▶ _GIVEN PASSAGE_:
┌────────

My father also spent most evenings and weekends at the office, meaning he wasn’t around for any of the things that happened in my teens, including the night that I was raped as a 14 year old.
When my sister attempted to kill herself, the focus was naturally on her, but I don’t think a thought was ever given as to how I was meant to manage the trauma of seeing these events too.
I was only 14 and in the throngs of my own set of issues — which neither of my parents were around to notice.
Combined with the earlier traumas inflicted by my mother, these ‘neglects’ led to intense feelings of loneliness, which in turn opened me up to grooming and sexual abuse, harmful sexual relationships and drug-taking.
I also dropped out of school at 15, after finding myself working full-time (in a fast-food joint), as I sought to meet my own physical needs, including access to enough food, bus money and appropriate clothes and shoes. I started plotting how to move out on my own around that age too.
Alongside the 5 ‘personal traumas’ of the ACEs study, I also experienced three of the five ‘family member’ traumas. These included:
- My parents separating when I was 3 (divorcing when I was 5) and my actively being made aware of the acrimonious nature of their separation;
- My 13-year old sister being diagnosed with bi-polar disorder when I was 14, after intentionally harming and attempting to kill herself, destroying a hospital room and being admitted to an adult mental-health ward (where I visited her); and
- Living with an older boyfriend from age 15, whom I used street drugs with daily.
The only two traumas I managed to skip from the ACEs list included my mother not being a victim of domestic violence and my not experiencing a family member being imprisoned.

└────────

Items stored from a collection
┌────────

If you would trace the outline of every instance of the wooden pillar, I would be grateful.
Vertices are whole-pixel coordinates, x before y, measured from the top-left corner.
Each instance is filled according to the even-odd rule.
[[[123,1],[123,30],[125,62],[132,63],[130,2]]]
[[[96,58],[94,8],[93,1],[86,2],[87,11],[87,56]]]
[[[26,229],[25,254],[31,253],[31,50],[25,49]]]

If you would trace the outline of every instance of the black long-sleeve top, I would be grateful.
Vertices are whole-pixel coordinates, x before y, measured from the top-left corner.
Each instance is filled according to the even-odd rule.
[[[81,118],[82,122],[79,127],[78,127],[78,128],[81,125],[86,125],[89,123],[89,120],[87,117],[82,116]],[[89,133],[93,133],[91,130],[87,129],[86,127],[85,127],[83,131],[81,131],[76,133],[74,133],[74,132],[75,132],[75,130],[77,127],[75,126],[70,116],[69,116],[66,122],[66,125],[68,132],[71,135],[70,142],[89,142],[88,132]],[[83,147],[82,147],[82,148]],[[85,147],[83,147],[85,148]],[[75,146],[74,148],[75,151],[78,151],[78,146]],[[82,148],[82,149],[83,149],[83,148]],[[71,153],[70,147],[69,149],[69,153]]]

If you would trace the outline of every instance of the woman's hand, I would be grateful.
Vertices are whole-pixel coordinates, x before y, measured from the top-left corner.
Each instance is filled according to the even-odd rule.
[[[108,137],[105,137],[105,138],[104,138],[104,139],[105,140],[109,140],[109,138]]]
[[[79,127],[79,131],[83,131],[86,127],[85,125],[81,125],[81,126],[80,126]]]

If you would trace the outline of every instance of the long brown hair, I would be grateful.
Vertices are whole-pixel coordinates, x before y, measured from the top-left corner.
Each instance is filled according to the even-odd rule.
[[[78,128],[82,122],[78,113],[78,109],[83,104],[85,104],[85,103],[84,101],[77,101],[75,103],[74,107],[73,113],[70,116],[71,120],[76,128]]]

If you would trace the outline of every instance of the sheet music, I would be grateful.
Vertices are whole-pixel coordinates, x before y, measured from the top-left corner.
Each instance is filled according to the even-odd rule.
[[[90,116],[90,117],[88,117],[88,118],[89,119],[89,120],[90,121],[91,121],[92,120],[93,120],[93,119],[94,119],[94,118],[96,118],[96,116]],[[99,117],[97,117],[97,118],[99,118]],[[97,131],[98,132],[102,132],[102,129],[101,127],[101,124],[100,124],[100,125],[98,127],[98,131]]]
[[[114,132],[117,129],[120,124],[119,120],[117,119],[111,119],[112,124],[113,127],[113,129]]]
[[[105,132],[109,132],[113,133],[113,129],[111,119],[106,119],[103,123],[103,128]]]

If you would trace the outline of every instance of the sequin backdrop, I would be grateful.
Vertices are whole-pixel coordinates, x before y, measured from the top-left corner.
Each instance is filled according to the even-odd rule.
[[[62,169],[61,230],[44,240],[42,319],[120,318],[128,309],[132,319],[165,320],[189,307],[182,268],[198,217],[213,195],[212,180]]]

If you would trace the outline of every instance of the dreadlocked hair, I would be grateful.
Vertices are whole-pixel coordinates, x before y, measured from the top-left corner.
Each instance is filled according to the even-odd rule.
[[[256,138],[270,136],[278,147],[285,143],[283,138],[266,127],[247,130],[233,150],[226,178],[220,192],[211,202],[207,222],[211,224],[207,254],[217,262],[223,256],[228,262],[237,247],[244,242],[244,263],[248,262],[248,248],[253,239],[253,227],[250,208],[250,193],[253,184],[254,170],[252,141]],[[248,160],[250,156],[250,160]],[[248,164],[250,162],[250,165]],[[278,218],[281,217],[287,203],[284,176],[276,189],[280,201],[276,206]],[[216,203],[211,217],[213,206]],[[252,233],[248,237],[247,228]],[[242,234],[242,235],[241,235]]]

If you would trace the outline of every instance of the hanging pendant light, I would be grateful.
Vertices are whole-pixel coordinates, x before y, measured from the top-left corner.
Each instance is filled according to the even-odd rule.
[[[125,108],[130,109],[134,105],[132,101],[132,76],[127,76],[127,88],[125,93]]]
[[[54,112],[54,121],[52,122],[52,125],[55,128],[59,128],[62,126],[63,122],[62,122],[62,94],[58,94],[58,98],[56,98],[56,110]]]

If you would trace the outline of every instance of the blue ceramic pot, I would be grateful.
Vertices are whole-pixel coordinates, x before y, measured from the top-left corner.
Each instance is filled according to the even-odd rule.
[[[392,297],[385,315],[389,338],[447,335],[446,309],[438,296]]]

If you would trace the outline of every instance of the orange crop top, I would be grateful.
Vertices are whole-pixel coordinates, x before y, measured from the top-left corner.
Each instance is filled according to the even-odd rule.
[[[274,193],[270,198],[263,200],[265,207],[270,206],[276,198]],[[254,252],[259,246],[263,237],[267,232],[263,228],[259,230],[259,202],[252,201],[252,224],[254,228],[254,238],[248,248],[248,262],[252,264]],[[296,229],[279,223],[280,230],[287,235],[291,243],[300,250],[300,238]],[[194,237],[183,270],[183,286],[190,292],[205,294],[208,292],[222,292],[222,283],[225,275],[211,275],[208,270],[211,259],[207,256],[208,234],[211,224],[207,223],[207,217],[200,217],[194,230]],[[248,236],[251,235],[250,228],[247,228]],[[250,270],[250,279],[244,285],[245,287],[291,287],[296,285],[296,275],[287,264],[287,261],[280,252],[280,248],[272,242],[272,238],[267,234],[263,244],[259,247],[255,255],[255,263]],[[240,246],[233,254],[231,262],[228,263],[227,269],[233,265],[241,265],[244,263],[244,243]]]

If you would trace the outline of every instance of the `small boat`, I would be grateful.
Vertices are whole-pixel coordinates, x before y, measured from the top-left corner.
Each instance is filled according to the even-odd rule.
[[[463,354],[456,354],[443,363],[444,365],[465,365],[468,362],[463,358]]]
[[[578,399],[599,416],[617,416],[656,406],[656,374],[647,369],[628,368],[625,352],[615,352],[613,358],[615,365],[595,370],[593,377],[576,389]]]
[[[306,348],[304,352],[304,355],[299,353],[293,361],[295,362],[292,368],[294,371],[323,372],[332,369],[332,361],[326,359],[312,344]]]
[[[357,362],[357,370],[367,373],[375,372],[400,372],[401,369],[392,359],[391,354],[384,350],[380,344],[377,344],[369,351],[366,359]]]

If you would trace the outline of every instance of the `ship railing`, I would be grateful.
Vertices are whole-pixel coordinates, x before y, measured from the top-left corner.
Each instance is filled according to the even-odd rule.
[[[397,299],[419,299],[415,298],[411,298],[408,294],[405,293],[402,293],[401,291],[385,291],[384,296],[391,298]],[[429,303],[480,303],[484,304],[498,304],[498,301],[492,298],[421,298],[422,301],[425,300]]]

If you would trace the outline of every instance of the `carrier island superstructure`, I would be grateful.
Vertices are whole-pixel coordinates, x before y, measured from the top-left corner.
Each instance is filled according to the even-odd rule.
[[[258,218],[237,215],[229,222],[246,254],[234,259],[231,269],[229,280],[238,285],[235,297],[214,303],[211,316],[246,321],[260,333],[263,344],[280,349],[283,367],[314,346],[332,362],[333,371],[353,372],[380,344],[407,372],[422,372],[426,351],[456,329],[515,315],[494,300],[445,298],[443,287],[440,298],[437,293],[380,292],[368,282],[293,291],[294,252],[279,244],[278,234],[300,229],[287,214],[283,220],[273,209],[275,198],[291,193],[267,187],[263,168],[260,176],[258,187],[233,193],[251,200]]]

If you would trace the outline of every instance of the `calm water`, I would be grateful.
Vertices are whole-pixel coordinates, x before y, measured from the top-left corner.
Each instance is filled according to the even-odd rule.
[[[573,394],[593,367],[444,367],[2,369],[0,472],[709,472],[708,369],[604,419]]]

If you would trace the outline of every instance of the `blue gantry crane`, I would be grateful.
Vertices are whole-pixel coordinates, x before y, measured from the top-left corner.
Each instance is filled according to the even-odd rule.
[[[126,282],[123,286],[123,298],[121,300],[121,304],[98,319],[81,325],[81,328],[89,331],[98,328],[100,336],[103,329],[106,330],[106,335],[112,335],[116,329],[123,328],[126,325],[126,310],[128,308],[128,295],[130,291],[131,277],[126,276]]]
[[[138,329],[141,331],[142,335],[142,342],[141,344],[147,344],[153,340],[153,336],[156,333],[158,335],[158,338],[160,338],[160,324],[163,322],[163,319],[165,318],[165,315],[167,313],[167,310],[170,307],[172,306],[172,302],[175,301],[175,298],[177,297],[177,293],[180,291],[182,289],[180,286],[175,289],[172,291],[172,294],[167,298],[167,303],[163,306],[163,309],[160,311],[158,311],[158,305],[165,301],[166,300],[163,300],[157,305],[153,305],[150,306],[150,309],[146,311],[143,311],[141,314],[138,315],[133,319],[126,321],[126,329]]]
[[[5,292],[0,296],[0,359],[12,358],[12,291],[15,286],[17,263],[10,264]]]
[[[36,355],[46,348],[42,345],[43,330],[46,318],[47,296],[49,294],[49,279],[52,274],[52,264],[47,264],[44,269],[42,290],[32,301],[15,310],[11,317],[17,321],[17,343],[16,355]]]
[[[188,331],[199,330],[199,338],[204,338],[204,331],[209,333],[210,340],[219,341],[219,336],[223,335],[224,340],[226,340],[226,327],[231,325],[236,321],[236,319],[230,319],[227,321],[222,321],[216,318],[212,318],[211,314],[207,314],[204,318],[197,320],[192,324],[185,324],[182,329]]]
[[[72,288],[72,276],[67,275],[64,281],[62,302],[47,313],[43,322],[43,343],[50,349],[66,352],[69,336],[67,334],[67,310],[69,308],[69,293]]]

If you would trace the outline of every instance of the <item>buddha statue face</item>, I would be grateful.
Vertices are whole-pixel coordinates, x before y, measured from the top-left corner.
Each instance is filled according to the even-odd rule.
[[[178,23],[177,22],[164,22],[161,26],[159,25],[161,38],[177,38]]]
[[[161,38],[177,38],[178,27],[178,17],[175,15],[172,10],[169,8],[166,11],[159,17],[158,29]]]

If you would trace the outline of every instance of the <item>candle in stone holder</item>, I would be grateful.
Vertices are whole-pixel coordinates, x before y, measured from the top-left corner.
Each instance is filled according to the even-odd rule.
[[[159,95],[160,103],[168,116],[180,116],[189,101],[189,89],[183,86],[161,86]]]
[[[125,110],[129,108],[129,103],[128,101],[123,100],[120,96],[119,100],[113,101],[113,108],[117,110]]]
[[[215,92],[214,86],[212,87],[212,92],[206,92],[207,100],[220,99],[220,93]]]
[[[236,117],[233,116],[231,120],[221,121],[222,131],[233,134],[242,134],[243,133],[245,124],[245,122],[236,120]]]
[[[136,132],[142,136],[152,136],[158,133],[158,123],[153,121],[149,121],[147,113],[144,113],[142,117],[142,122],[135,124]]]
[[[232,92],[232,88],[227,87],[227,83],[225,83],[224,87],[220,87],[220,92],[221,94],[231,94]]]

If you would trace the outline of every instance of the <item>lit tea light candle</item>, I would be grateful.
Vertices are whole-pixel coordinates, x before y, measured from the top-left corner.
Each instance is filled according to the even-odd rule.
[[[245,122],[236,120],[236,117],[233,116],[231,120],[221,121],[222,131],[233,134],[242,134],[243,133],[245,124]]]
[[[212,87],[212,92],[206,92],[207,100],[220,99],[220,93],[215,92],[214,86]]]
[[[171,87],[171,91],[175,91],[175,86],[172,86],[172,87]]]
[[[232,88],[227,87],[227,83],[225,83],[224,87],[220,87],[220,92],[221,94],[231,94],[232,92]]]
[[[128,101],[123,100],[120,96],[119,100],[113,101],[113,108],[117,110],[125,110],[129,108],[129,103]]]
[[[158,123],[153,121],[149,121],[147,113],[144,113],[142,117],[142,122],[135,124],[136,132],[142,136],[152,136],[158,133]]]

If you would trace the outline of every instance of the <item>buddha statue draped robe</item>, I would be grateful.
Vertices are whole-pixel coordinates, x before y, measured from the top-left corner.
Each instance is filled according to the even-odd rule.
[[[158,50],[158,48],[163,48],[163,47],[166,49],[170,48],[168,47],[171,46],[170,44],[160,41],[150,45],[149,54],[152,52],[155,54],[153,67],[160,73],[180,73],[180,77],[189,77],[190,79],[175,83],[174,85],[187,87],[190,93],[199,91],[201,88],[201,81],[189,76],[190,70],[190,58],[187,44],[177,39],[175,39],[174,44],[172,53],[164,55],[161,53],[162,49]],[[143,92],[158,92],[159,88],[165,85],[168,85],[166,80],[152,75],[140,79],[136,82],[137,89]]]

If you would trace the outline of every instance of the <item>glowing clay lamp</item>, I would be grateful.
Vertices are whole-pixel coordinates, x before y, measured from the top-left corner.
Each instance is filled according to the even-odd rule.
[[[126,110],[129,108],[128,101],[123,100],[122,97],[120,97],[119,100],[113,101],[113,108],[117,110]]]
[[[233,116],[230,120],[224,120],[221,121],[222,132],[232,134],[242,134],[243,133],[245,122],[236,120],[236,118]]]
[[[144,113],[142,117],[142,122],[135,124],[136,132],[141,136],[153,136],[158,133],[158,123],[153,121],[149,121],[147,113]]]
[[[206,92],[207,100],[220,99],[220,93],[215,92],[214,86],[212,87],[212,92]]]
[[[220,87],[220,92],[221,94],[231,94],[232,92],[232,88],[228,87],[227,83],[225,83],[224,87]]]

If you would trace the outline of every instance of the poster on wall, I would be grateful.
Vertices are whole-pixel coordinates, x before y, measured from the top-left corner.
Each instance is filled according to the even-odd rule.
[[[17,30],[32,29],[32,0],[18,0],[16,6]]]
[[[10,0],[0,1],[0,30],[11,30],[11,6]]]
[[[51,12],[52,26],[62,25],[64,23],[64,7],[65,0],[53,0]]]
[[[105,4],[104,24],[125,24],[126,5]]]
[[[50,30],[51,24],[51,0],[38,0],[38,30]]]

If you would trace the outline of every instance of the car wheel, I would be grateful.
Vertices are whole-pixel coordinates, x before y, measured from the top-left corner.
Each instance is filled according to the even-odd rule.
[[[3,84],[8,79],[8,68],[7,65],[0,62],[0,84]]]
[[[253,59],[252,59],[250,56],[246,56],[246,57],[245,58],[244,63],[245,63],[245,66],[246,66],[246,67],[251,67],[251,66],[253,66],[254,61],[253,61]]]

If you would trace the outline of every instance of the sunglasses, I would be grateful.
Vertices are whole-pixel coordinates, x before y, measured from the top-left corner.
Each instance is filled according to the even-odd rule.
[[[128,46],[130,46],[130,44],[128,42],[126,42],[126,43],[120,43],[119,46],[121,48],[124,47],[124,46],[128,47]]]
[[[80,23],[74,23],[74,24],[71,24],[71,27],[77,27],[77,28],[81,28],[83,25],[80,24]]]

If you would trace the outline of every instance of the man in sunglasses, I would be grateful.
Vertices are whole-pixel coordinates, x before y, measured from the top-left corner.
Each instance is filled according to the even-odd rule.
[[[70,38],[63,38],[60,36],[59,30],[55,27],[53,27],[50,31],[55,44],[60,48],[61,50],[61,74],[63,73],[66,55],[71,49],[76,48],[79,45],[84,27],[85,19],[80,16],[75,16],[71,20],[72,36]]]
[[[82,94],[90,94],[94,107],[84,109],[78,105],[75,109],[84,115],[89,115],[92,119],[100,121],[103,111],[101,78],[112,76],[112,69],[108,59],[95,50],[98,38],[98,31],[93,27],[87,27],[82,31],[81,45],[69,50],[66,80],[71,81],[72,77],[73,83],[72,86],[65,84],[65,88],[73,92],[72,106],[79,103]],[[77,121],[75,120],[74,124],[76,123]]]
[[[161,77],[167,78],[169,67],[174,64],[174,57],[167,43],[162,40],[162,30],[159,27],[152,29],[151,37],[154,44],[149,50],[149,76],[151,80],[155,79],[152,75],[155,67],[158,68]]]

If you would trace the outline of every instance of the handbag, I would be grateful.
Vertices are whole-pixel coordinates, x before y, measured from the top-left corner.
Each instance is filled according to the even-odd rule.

└────────

▶ _PROMPT A_:
Based on the passage about childhood trauma, answer yes or no for each statement and quote the words that decide it. (i) The writer left school at 15. (ii) The writer's parents divorced when the writer was 3. (iii) The writer's sister was 13 when she was diagnosed with bi-polar disorder.
▶ _PROMPT B_:
Extend the passage about childhood trauma by writing on from its last sentence.

▶ _YOUR RESPONSE A_:
(i) Yes: "I also dropped out of school at 15"
(ii) No: "My parents separating when I was 3 (divorcing when I was 5)"
(iii) Yes: "My 13-year old sister being diagnosed with bi-polar disorder"

▶ _YOUR RESPONSE B_:
Although an adverse ACEs score is not definitive of problematic outcomes, statistically speaking, my ACE’s score of 8 (out of a possible 10), puts me at significantly higher risk of adult onset of chronic disease, including heart disease, lung cancer, diabetes and many autoimmune diseases, as well as depression, suicide, being violent and a victim of violence.
I wrote last week about the abusive relationship I ended up in at 19, with stalking and other violent behaviours continuing long after the marriage ended.
I suffer from health issues today that I suspect are related to my history of trauma.
Statistically speaking, someone with my ACEs score has a 100% likelihood of needing antidepressants. Unlike my sister, I’ve managed to ward that one off for now, but my pain related condition did see me become reliant on tramadol for a time — which acts much like an antidepressant does — and was a prop for a time.
I have PTSD too, which although is a lot better than it once was, continues to have an impact on my sensitivity to things like sound and stress.
I don’t feel sorry for myself over these things — they are simply a practical consequence of what I have faced.
I do wish our societies had a broader understanding of the impacts of early childhood traumas though — a lack of understanding has been a significant part of my struggle.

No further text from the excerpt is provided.